Document section ::
Zurab Todua (; born 25 December 1963) is a Moldovan historian, politician, politologue, publicist and writer, who served as deputy in the Parliament of Moldova between 2010-2014.

Since 1991 Todua has researched political, social-economical, inter-ethnic and religious  problems in post-soviet space (CIS), being specialised on the conflict regions and zones, and on religious extremism. Todua is well known in Russian-language area, and often is presented as a 'Russian' politologue.

Todua was born in Șoldănești, then part of the Moldavian SSR within the Soviet Union, to a Georgian father and a Moldovan mother. His father, Djumberi Todua, as well is a communist politician who served as deputy in Moldovan Parliament in 2001-2005.

In 1990s, Todua worked as special correspondent, then observer for Russian newspapers "Панорама" (Panorama), "Россия" (Rossiya), and "Новая газета" (Novaya gazeta).

He wrote the following books: «Новая Чечено-Ингушетия» (1992), «Азербайджан сегодня» (1995), «Поединок на азиатском ковре» (1999), «Узбекистан между прошлым и будущим» (2000), «Азербайджанский пасьянс» (2001), «Экспансия исламистов на Кавказе и в Центральной Азии» (2006), «Молдавия и молдавские коммунисты. Политическая хроника переломной эпохи 1988 – 2008» (2009), «Провал «Альянса за Евро» (2010).

Stored items from a collection:
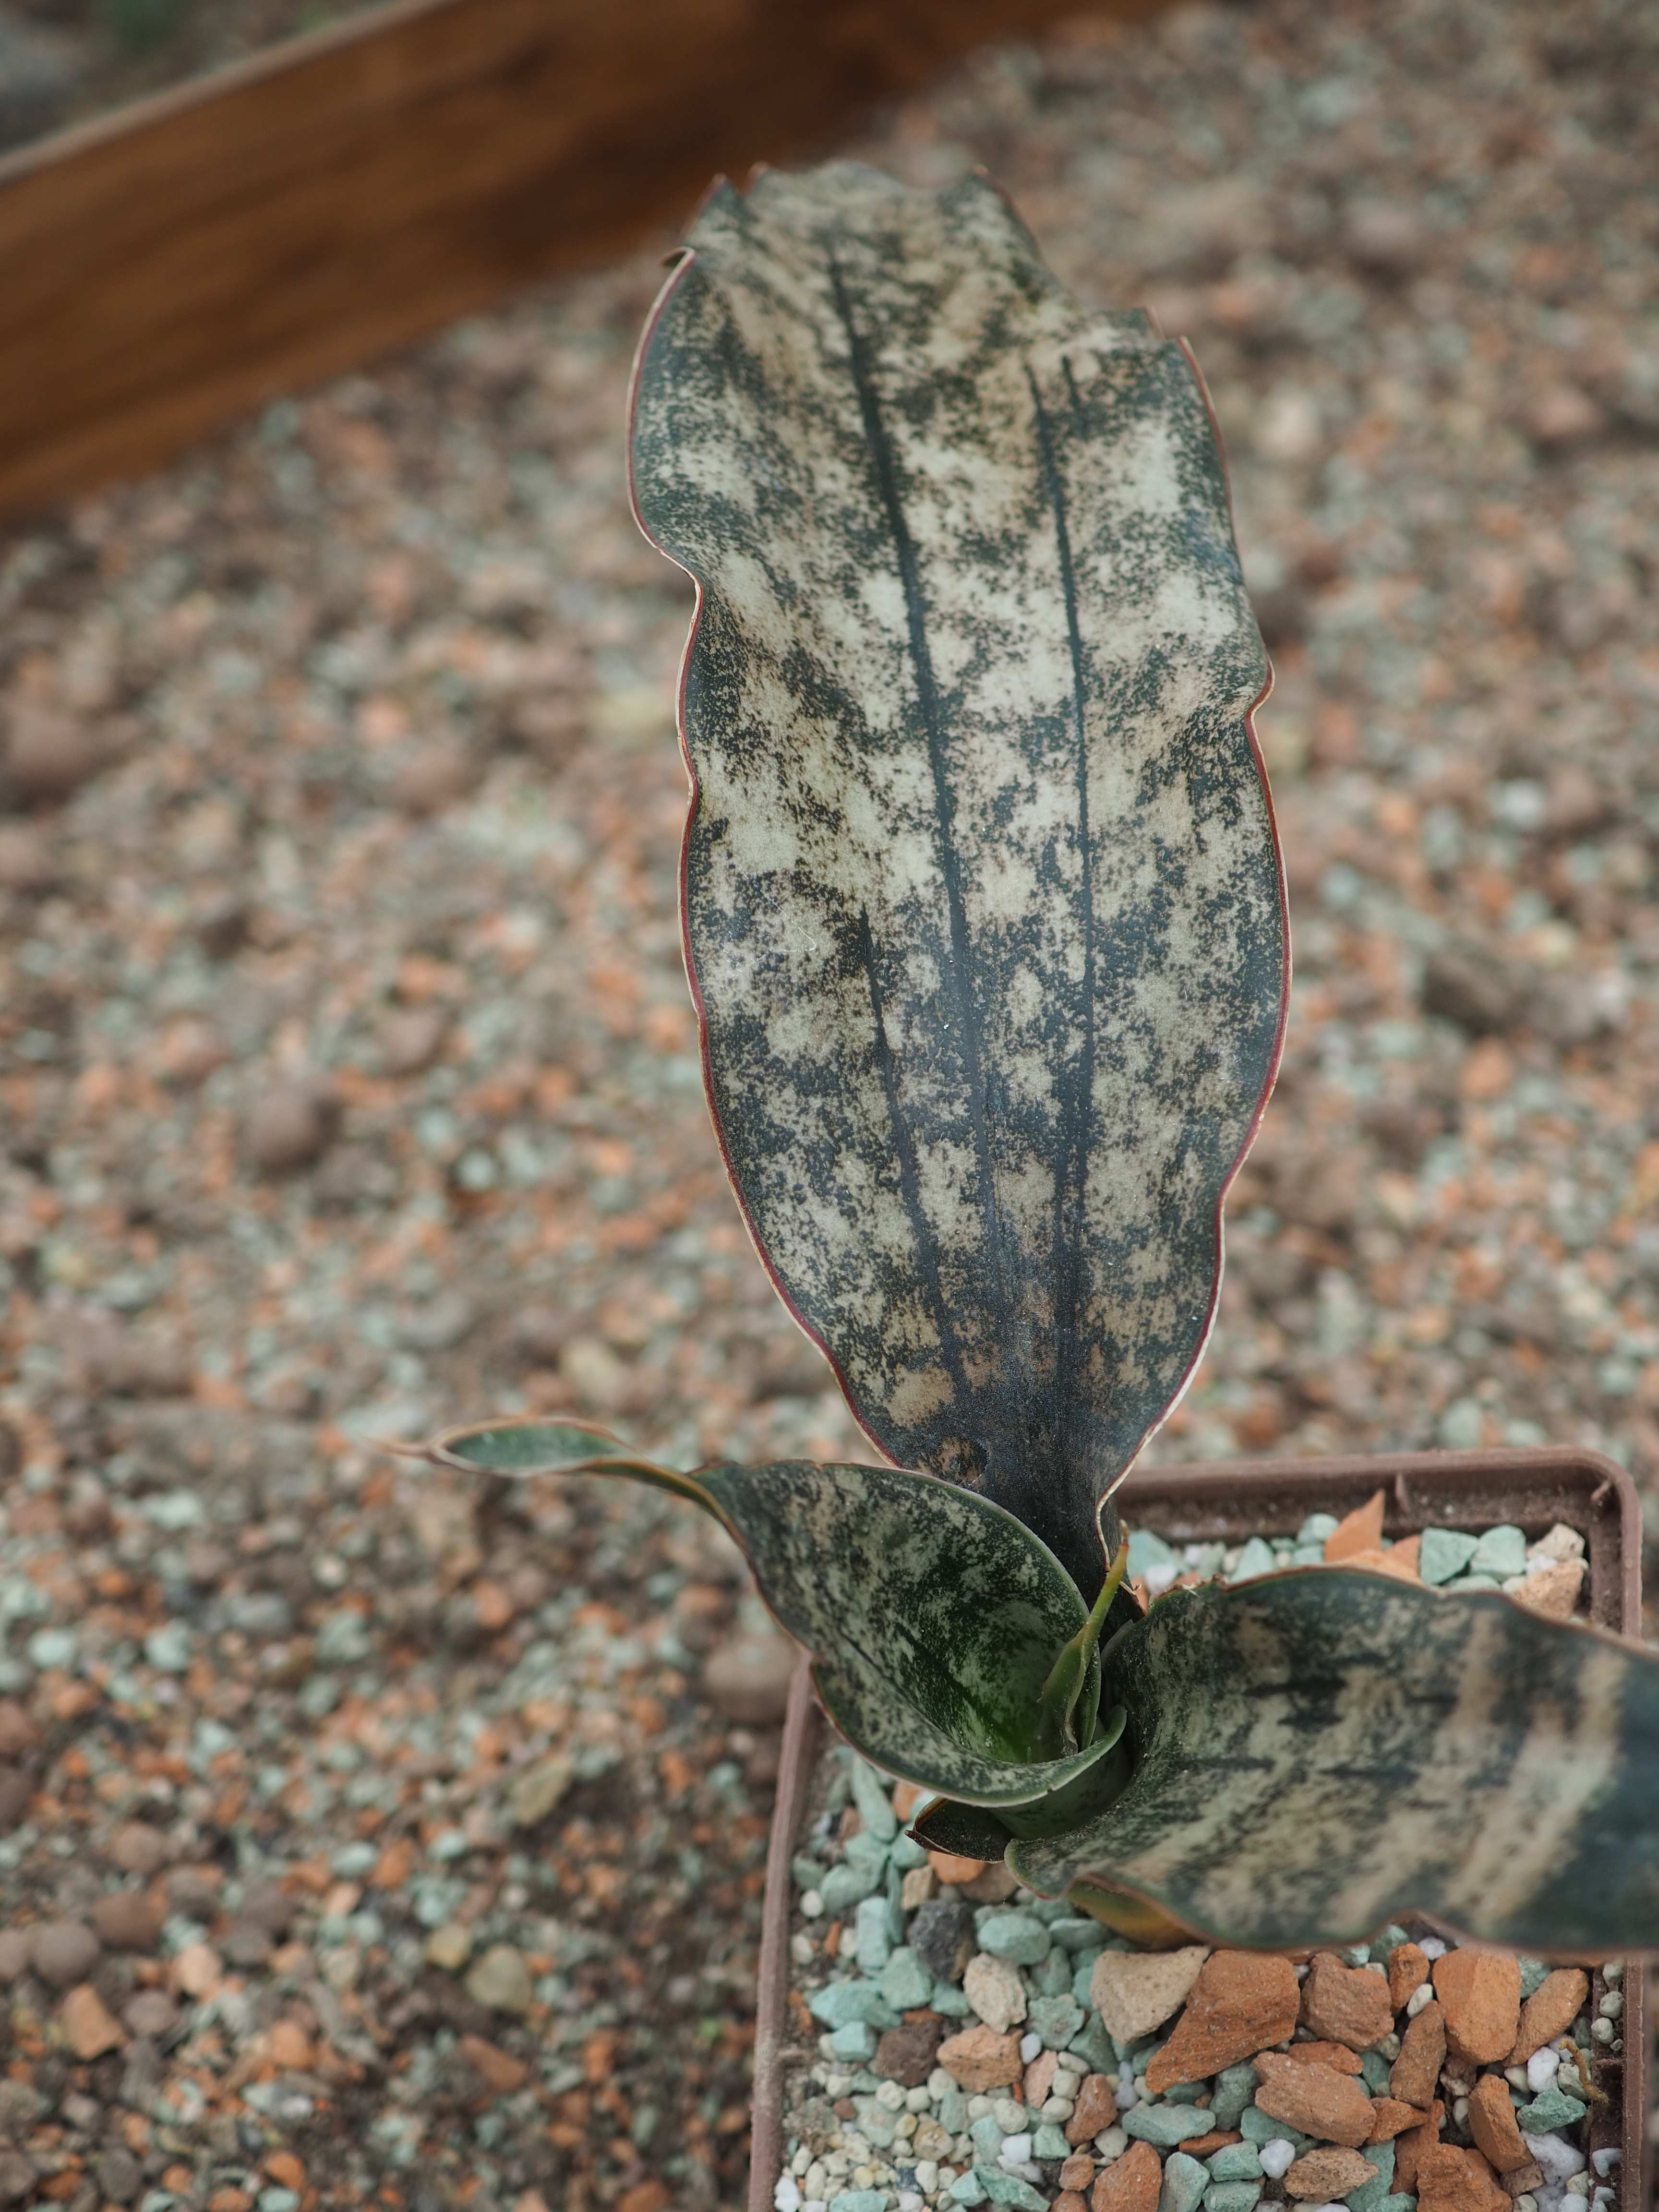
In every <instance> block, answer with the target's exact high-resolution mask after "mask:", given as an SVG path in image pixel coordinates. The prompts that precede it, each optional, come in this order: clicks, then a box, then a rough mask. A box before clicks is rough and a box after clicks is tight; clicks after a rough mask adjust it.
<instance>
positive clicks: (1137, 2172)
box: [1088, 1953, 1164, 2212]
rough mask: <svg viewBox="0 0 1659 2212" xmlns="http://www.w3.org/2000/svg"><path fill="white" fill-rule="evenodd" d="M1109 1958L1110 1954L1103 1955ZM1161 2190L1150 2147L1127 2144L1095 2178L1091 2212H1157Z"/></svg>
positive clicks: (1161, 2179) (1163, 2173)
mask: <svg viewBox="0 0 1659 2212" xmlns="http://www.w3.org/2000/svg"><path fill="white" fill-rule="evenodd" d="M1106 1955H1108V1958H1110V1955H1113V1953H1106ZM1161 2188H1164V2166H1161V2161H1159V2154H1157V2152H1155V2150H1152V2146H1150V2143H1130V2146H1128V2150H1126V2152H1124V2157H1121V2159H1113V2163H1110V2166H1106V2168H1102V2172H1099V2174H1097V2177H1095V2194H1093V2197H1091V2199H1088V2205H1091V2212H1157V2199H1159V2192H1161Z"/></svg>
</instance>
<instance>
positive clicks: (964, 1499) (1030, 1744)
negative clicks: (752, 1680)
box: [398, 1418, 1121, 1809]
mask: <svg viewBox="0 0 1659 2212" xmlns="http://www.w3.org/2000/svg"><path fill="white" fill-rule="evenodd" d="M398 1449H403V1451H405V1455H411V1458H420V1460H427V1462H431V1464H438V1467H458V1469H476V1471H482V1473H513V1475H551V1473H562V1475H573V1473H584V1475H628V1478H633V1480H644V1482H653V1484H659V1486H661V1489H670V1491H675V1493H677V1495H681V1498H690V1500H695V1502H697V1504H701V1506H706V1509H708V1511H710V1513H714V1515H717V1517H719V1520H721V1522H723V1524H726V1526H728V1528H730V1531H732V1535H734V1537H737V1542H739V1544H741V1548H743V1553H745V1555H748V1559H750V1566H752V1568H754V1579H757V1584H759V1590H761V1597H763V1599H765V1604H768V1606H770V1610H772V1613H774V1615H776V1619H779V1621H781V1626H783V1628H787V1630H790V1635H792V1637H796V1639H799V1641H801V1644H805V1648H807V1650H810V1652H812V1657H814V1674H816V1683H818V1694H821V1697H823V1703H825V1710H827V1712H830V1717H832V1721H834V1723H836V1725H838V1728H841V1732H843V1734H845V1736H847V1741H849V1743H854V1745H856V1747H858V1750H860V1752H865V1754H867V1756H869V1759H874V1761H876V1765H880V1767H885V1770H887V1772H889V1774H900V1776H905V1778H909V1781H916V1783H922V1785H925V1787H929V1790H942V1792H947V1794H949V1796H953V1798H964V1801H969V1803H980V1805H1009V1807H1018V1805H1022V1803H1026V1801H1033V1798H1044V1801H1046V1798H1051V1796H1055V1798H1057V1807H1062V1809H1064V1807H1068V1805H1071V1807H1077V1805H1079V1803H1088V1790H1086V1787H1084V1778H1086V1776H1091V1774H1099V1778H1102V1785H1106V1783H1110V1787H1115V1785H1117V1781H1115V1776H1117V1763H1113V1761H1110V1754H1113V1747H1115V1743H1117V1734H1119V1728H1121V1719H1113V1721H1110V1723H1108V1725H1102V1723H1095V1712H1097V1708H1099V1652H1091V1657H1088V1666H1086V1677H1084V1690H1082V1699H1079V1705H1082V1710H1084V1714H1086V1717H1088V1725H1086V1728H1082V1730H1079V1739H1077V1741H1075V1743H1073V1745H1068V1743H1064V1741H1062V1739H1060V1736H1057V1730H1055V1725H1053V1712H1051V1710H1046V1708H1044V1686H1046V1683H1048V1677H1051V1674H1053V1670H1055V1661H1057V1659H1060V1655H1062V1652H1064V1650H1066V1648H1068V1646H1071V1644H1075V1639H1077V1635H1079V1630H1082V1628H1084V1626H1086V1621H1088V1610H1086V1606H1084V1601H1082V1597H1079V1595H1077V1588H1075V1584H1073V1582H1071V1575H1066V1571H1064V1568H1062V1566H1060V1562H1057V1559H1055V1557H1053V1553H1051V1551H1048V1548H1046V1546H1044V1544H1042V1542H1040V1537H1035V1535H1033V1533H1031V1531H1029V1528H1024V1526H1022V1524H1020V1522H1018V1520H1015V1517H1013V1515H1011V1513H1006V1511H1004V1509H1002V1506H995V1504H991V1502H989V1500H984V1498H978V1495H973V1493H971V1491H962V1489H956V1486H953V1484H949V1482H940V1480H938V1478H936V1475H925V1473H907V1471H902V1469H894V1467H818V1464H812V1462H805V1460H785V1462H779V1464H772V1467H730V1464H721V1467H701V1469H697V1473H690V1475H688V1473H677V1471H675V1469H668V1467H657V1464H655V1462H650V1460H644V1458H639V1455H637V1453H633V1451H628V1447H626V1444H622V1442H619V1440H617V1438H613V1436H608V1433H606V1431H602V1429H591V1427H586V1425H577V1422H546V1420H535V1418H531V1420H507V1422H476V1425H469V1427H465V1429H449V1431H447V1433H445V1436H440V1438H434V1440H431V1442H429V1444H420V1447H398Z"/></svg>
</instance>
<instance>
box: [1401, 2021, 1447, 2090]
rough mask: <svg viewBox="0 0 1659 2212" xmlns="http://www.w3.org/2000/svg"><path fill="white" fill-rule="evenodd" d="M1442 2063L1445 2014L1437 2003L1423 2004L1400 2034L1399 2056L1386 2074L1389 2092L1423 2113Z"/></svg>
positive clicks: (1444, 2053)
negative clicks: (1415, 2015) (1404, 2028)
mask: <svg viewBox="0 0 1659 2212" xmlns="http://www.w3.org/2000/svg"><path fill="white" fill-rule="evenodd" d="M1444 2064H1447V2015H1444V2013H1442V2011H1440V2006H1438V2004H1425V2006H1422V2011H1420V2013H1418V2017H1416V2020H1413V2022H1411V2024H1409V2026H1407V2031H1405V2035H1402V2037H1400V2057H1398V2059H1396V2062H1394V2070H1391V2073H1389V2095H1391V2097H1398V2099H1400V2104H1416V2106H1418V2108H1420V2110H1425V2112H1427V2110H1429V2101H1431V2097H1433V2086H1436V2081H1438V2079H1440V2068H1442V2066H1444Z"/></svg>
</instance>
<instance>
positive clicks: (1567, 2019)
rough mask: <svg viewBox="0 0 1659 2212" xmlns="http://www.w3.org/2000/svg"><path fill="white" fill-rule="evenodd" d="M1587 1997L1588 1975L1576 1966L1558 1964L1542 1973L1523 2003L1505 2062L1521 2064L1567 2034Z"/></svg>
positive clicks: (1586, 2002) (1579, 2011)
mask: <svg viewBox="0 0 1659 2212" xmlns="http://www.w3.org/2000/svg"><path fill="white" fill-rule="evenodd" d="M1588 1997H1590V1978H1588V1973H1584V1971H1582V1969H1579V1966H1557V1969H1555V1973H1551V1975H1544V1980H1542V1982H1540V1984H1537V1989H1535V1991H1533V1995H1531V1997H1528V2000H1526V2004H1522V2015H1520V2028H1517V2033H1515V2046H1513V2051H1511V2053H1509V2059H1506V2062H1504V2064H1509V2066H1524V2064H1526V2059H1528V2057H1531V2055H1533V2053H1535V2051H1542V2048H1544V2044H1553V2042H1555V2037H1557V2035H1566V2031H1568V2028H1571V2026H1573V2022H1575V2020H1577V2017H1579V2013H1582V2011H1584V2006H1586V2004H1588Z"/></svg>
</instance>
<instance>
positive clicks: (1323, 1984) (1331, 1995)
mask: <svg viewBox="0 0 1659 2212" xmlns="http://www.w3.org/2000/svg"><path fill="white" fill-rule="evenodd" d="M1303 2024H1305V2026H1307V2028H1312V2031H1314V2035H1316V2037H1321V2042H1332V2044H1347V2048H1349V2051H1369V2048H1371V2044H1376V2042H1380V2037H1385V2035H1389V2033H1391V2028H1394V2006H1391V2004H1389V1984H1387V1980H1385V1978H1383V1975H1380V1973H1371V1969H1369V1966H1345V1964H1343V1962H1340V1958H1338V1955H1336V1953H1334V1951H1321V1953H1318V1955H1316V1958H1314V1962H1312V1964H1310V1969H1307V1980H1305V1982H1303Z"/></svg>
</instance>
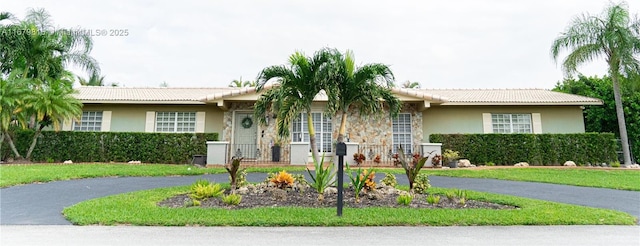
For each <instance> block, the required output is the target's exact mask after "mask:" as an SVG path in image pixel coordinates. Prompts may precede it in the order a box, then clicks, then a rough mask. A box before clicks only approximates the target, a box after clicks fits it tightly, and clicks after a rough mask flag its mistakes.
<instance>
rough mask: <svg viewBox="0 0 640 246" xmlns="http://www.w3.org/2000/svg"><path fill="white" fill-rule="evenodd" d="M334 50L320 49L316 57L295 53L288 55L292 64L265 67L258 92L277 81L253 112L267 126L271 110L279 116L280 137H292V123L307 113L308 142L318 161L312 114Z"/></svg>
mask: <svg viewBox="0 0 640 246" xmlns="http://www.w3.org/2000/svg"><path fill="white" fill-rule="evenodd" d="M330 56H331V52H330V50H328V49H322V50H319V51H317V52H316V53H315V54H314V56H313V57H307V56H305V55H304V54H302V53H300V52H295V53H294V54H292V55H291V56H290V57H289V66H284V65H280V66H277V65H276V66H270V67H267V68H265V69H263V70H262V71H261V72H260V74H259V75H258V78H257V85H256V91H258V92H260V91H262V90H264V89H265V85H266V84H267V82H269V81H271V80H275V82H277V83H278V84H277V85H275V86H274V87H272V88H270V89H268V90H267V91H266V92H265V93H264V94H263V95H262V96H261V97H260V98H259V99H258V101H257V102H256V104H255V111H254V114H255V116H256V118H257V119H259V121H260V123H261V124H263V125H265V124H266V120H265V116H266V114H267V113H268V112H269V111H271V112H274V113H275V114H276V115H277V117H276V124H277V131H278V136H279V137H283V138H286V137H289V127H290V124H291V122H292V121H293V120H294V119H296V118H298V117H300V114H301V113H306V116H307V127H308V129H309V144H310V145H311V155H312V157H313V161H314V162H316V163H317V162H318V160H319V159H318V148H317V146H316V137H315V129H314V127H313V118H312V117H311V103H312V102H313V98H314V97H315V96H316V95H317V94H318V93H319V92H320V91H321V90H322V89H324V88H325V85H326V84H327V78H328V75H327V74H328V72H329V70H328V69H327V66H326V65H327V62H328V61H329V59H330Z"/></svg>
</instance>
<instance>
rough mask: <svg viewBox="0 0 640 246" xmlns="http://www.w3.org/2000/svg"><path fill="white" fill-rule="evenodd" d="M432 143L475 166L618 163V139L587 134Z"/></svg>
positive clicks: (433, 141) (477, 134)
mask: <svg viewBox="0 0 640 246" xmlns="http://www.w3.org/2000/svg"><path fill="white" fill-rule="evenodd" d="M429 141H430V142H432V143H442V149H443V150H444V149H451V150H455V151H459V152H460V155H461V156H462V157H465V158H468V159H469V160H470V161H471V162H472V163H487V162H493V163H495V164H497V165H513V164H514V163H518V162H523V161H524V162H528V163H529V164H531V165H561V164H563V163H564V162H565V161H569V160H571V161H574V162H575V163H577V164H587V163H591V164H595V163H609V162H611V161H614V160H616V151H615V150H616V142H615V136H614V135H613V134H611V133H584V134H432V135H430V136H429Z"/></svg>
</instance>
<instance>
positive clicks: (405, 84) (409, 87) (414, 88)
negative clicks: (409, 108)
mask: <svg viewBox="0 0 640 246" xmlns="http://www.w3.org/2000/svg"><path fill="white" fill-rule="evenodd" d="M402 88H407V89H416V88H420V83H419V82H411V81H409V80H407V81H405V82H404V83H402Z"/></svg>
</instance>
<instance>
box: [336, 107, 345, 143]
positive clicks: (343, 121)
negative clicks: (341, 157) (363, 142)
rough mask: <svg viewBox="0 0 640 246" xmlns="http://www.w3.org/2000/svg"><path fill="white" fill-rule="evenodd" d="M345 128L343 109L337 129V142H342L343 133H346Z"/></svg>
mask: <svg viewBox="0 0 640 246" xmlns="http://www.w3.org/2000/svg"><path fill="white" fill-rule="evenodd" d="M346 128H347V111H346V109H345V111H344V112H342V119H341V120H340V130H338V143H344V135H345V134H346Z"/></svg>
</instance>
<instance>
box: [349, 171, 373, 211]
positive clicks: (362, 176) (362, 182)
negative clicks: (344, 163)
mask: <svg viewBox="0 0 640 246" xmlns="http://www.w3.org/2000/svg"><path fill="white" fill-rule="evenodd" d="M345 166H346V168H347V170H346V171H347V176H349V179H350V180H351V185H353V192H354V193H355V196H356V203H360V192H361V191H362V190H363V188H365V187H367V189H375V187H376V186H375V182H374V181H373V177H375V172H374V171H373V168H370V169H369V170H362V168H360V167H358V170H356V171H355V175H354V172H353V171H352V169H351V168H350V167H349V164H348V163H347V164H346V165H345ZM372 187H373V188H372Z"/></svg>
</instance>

Activity 1 :: Count the lines in the entries that contain the string "positive" and give only that number.
Activity 2 :: Give what follows the last sentence of the article about Zurab Todua.

Final answer 1 :: 11

Final answer 2 ::
On February 2017, journalist Oleg Brega spotted Todua in Bucharest at the Romanian anti-corruption protests. 

In 2019 he joined the Collective Action Party – Civic Congress, founded by Mark Tkaciuk and Iurie Muntean. He is a member of the executive committee of the party.

References

External links
Zurab Todua profile on the Moldovan parliament's website
 Зураб Тодуа: «Всего за полгода от Партии коммунистов отвернулось 400 тысяч человек - две трети избирателей. Почему?»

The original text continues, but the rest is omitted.